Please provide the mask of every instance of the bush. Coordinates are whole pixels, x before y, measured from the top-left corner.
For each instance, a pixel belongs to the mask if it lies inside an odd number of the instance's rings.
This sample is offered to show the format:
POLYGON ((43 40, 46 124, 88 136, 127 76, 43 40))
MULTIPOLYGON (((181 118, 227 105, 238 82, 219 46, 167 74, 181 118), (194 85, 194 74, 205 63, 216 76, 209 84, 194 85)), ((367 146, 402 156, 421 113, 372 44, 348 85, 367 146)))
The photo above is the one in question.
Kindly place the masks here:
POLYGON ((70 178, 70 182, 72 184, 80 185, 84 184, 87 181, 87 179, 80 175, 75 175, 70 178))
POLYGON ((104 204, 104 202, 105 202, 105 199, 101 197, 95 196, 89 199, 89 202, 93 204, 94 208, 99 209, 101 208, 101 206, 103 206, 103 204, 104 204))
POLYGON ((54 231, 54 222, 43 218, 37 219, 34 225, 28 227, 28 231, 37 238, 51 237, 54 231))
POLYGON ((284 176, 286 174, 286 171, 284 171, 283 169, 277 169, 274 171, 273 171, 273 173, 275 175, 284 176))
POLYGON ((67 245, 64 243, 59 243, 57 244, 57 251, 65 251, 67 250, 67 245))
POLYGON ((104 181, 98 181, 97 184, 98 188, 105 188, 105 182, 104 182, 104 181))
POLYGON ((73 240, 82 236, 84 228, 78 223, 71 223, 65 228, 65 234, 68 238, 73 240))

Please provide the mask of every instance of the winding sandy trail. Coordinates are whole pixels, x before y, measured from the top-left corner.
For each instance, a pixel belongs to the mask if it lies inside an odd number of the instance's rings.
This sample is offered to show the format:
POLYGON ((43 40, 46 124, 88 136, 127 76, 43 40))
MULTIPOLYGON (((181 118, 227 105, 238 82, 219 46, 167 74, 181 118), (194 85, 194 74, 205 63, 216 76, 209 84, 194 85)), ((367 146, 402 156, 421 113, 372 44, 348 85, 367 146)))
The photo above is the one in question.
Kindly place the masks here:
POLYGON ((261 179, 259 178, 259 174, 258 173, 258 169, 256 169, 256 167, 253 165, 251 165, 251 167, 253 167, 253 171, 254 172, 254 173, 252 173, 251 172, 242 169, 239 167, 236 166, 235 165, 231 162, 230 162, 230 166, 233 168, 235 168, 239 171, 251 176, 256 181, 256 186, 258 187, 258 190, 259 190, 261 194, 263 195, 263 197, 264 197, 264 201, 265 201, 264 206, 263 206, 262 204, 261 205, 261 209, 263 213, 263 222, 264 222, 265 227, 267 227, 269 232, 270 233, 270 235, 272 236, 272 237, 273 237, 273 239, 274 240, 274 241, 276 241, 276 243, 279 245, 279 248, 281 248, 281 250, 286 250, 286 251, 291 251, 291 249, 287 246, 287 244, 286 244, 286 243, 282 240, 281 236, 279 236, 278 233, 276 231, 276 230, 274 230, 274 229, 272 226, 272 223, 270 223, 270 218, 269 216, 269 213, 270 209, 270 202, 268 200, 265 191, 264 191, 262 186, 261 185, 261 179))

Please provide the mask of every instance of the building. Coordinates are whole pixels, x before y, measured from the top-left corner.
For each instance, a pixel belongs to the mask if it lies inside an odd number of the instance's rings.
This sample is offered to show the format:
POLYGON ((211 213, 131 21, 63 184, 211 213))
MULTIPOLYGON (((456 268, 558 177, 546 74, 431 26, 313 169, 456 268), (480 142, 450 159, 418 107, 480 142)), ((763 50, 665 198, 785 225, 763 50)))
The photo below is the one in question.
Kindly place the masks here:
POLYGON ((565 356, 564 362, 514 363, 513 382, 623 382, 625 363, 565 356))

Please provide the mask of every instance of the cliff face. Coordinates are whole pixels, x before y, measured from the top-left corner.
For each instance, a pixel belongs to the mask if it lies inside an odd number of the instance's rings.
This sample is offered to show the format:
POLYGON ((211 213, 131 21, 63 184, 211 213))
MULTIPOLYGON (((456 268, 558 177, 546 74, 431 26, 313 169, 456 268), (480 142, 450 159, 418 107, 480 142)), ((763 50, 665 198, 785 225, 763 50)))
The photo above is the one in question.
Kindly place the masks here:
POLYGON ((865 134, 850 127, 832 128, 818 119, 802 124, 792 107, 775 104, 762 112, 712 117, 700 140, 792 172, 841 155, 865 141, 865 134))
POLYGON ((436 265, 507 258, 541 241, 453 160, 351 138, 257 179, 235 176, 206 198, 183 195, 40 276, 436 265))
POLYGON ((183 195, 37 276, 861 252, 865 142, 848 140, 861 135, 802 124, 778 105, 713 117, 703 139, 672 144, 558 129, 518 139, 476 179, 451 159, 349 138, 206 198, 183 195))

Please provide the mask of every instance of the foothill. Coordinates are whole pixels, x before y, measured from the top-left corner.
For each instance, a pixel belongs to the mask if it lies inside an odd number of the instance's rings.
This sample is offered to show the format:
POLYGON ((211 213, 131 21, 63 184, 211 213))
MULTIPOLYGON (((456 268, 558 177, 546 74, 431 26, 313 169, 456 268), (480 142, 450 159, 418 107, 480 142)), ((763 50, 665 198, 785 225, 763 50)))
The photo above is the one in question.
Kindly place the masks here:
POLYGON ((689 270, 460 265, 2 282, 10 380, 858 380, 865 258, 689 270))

* _To be done_: Please copy the records line for line, starting at their first line and stopping after the line that contains "POLYGON ((73 240, 82", with both of those lines included.

* _Task output_:
Please provide the mask of every instance of the bush. Coordinates are whole pixels, x before y, measured from the top-left corner.
For each instance, a pixel belongs to the mask if it lies inside an odd number of the instance's rings.
This sample is offered to show the format:
POLYGON ((43 40, 46 124, 88 136, 127 76, 43 40))
MULTIPOLYGON (((181 118, 227 105, 238 82, 219 46, 167 74, 181 118), (194 85, 194 74, 205 63, 216 76, 209 84, 194 85)), ((367 146, 402 156, 421 113, 372 44, 348 85, 367 146)))
The photo above is the one in question.
Kindly place the masks here:
POLYGON ((70 178, 70 182, 72 184, 80 185, 84 184, 87 181, 87 179, 80 175, 75 175, 70 178))
POLYGON ((104 204, 104 202, 105 202, 105 199, 101 197, 95 196, 89 199, 89 202, 93 204, 94 208, 99 209, 101 208, 101 206, 103 206, 103 204, 104 204))
POLYGON ((54 231, 54 222, 43 218, 37 219, 34 225, 28 227, 28 231, 37 238, 51 237, 54 231))
POLYGON ((284 176, 286 174, 286 171, 284 171, 283 169, 277 169, 274 171, 273 171, 273 173, 275 175, 284 176))
POLYGON ((67 245, 64 243, 59 243, 57 244, 57 251, 65 251, 67 250, 67 245))
POLYGON ((104 181, 98 181, 97 184, 98 188, 105 188, 105 182, 104 182, 104 181))
POLYGON ((73 240, 82 236, 84 228, 78 223, 71 223, 65 228, 65 234, 68 238, 73 240))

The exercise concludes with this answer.